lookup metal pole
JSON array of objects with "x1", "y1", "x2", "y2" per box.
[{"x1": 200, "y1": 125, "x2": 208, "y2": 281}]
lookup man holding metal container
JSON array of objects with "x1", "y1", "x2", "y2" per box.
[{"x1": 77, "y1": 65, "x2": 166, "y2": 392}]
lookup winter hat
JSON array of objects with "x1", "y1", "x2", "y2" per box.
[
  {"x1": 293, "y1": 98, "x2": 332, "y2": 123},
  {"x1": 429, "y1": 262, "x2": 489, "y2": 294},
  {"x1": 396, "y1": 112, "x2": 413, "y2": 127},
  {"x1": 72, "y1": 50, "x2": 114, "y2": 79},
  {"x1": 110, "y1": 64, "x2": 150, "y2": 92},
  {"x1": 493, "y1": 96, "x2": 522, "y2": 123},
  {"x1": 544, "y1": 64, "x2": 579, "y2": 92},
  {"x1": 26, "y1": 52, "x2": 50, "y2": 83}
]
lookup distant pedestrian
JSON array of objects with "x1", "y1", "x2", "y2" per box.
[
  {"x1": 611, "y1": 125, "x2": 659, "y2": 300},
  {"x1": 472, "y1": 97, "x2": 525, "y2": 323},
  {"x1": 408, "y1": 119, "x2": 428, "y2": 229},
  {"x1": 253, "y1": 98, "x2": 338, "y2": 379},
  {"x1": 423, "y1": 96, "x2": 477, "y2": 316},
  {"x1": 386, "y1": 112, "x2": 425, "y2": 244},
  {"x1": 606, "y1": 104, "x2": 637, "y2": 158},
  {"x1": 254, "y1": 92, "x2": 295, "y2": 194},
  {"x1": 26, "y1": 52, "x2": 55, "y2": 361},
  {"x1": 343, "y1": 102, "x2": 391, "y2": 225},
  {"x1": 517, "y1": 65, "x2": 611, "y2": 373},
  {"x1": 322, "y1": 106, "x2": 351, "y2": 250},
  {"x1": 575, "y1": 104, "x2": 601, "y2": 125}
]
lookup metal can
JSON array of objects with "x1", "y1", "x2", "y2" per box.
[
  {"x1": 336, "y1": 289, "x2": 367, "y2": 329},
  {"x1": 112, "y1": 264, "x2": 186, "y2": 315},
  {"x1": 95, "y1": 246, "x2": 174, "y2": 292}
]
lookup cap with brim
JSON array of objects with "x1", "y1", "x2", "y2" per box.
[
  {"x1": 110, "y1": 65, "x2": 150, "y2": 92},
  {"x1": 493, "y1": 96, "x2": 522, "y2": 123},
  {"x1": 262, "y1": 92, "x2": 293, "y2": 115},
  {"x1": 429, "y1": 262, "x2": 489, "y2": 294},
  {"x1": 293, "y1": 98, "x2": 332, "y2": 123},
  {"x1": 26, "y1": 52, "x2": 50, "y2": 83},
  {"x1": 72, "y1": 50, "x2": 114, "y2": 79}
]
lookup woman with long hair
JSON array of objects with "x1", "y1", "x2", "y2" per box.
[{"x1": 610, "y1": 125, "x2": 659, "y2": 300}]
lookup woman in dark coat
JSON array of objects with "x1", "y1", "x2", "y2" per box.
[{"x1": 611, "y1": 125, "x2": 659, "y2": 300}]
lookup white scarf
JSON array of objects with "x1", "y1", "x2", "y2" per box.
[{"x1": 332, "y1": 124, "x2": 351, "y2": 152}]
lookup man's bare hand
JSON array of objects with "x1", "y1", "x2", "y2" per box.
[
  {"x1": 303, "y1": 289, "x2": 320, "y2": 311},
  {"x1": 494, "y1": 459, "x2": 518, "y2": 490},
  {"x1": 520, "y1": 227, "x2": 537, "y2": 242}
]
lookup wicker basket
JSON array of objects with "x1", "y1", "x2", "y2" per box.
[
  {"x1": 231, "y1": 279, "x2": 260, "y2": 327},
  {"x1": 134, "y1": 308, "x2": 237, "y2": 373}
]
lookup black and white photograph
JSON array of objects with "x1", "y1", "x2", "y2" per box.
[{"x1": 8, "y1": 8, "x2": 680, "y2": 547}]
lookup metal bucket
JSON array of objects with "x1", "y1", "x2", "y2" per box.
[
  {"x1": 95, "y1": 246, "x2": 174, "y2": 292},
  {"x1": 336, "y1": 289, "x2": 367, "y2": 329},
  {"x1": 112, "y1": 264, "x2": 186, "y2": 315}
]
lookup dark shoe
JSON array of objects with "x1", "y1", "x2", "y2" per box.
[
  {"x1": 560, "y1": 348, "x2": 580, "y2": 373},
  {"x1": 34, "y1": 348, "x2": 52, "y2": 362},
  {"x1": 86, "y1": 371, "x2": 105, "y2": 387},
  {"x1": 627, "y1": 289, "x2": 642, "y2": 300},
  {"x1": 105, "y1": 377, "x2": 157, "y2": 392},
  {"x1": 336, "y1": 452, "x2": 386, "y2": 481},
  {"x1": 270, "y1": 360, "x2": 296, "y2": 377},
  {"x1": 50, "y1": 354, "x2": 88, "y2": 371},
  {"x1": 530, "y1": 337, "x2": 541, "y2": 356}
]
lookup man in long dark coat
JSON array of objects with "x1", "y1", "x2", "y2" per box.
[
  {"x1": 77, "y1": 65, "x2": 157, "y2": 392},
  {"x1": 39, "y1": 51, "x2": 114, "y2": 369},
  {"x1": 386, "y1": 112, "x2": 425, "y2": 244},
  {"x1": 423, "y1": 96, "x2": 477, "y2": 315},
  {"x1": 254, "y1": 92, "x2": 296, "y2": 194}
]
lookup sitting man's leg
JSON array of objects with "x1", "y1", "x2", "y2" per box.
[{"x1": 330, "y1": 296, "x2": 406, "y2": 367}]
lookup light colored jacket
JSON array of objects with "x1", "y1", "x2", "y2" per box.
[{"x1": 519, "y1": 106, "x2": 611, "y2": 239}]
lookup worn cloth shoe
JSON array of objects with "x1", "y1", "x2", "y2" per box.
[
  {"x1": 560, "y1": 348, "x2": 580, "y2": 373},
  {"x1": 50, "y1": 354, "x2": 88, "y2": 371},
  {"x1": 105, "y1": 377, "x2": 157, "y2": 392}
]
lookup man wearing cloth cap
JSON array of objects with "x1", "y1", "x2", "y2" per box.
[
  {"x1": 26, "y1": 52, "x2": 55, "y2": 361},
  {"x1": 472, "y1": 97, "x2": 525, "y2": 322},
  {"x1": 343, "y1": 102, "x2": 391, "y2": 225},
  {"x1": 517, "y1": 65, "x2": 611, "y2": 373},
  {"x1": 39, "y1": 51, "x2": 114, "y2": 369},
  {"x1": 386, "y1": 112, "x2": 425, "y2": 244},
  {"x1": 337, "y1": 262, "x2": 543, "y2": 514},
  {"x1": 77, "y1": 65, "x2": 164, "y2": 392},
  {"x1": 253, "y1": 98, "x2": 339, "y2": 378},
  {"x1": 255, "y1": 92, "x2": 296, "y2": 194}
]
┄┄┄┄┄┄
BRIEF:
Write out every line from the records above, word for word.

WRITTEN REPLY:
lookup metal pole
JSON array of objects with "x1", "y1", "x2", "y2" per box.
[{"x1": 200, "y1": 125, "x2": 208, "y2": 281}]
lookup man holding metal container
JSON array of objects with "x1", "y1", "x2", "y2" per box.
[{"x1": 77, "y1": 65, "x2": 166, "y2": 392}]
lookup winter hat
JSON array of objects with "x1", "y1", "x2", "y2" per box.
[
  {"x1": 293, "y1": 98, "x2": 332, "y2": 123},
  {"x1": 429, "y1": 262, "x2": 489, "y2": 294},
  {"x1": 396, "y1": 112, "x2": 413, "y2": 127},
  {"x1": 72, "y1": 50, "x2": 114, "y2": 79},
  {"x1": 110, "y1": 64, "x2": 150, "y2": 92},
  {"x1": 493, "y1": 96, "x2": 522, "y2": 123},
  {"x1": 544, "y1": 64, "x2": 579, "y2": 92},
  {"x1": 26, "y1": 52, "x2": 50, "y2": 83}
]
lookup distant pedestrian
JSON array of objects with "x1", "y1", "x2", "y2" per box.
[
  {"x1": 611, "y1": 125, "x2": 659, "y2": 300},
  {"x1": 472, "y1": 97, "x2": 525, "y2": 323},
  {"x1": 408, "y1": 119, "x2": 428, "y2": 229},
  {"x1": 253, "y1": 98, "x2": 338, "y2": 379},
  {"x1": 423, "y1": 96, "x2": 477, "y2": 316},
  {"x1": 386, "y1": 112, "x2": 425, "y2": 244},
  {"x1": 606, "y1": 104, "x2": 637, "y2": 158},
  {"x1": 254, "y1": 92, "x2": 295, "y2": 194},
  {"x1": 26, "y1": 52, "x2": 55, "y2": 361},
  {"x1": 343, "y1": 102, "x2": 391, "y2": 225},
  {"x1": 517, "y1": 65, "x2": 611, "y2": 373},
  {"x1": 322, "y1": 106, "x2": 351, "y2": 250},
  {"x1": 575, "y1": 104, "x2": 601, "y2": 125}
]
lookup metal can
JSON array of objects with "x1", "y1", "x2", "y2" per box.
[
  {"x1": 336, "y1": 289, "x2": 367, "y2": 329},
  {"x1": 112, "y1": 264, "x2": 186, "y2": 315},
  {"x1": 95, "y1": 246, "x2": 174, "y2": 292}
]
lookup cap with brim
JSON array of objects with "x1", "y1", "x2", "y2" per box.
[
  {"x1": 110, "y1": 65, "x2": 150, "y2": 92},
  {"x1": 493, "y1": 96, "x2": 522, "y2": 123},
  {"x1": 262, "y1": 92, "x2": 293, "y2": 115},
  {"x1": 429, "y1": 262, "x2": 489, "y2": 294},
  {"x1": 293, "y1": 98, "x2": 332, "y2": 123},
  {"x1": 26, "y1": 52, "x2": 50, "y2": 83},
  {"x1": 72, "y1": 50, "x2": 114, "y2": 79}
]
lookup woman with long hair
JSON array of objects with "x1", "y1", "x2", "y2" per box.
[{"x1": 610, "y1": 125, "x2": 659, "y2": 300}]
lookup woman in dark coat
JSON array of objects with "x1", "y1", "x2", "y2" per box.
[{"x1": 611, "y1": 125, "x2": 659, "y2": 300}]
lookup white scarf
JSON array of objects with "x1", "y1", "x2", "y2" per box.
[{"x1": 332, "y1": 124, "x2": 351, "y2": 152}]
lookup man's bare hand
JSON array of objects with "x1", "y1", "x2", "y2" per box.
[
  {"x1": 303, "y1": 289, "x2": 320, "y2": 311},
  {"x1": 494, "y1": 459, "x2": 518, "y2": 490},
  {"x1": 520, "y1": 227, "x2": 537, "y2": 242}
]
lookup wicker basket
JSON array of objects with "x1", "y1", "x2", "y2" per box.
[
  {"x1": 231, "y1": 279, "x2": 260, "y2": 327},
  {"x1": 134, "y1": 308, "x2": 237, "y2": 373}
]
lookup black and white photograph
JSON array of objects with "x1", "y1", "x2", "y2" per box.
[{"x1": 8, "y1": 8, "x2": 680, "y2": 547}]
lookup metal bucket
JSON array of objects with "x1", "y1", "x2", "y2" per box.
[
  {"x1": 95, "y1": 246, "x2": 174, "y2": 292},
  {"x1": 336, "y1": 289, "x2": 367, "y2": 329},
  {"x1": 112, "y1": 264, "x2": 186, "y2": 315}
]
lookup dark shoe
JSON array of objects with "x1", "y1", "x2", "y2" per box.
[
  {"x1": 560, "y1": 348, "x2": 580, "y2": 373},
  {"x1": 34, "y1": 348, "x2": 52, "y2": 362},
  {"x1": 86, "y1": 371, "x2": 105, "y2": 387},
  {"x1": 627, "y1": 289, "x2": 642, "y2": 300},
  {"x1": 105, "y1": 377, "x2": 157, "y2": 392},
  {"x1": 336, "y1": 452, "x2": 386, "y2": 481},
  {"x1": 270, "y1": 360, "x2": 296, "y2": 377},
  {"x1": 50, "y1": 354, "x2": 88, "y2": 371},
  {"x1": 530, "y1": 337, "x2": 541, "y2": 356}
]
lookup man in long dark coat
JSON array of objects with "x1", "y1", "x2", "y2" per box.
[
  {"x1": 77, "y1": 65, "x2": 157, "y2": 392},
  {"x1": 39, "y1": 51, "x2": 114, "y2": 369},
  {"x1": 386, "y1": 112, "x2": 425, "y2": 244},
  {"x1": 423, "y1": 96, "x2": 477, "y2": 315},
  {"x1": 254, "y1": 92, "x2": 296, "y2": 194}
]
lookup sitting man's leg
JSON array of objects with "x1", "y1", "x2", "y2" per box.
[{"x1": 330, "y1": 296, "x2": 406, "y2": 367}]
lookup light colored jacket
JSON array of objects with "x1", "y1", "x2", "y2" per box.
[{"x1": 519, "y1": 106, "x2": 611, "y2": 239}]
lookup worn cloth shoe
JSON array of objects with "x1", "y1", "x2", "y2" per box.
[
  {"x1": 560, "y1": 348, "x2": 580, "y2": 373},
  {"x1": 50, "y1": 354, "x2": 88, "y2": 371},
  {"x1": 105, "y1": 377, "x2": 157, "y2": 392}
]
lookup man wearing cloth cap
JSON array of objects with "x1", "y1", "x2", "y2" per box.
[
  {"x1": 26, "y1": 52, "x2": 55, "y2": 361},
  {"x1": 472, "y1": 97, "x2": 525, "y2": 322},
  {"x1": 343, "y1": 102, "x2": 391, "y2": 225},
  {"x1": 517, "y1": 65, "x2": 611, "y2": 373},
  {"x1": 39, "y1": 51, "x2": 114, "y2": 369},
  {"x1": 386, "y1": 112, "x2": 425, "y2": 244},
  {"x1": 337, "y1": 262, "x2": 543, "y2": 514},
  {"x1": 77, "y1": 65, "x2": 164, "y2": 392},
  {"x1": 253, "y1": 98, "x2": 339, "y2": 378},
  {"x1": 255, "y1": 92, "x2": 296, "y2": 194}
]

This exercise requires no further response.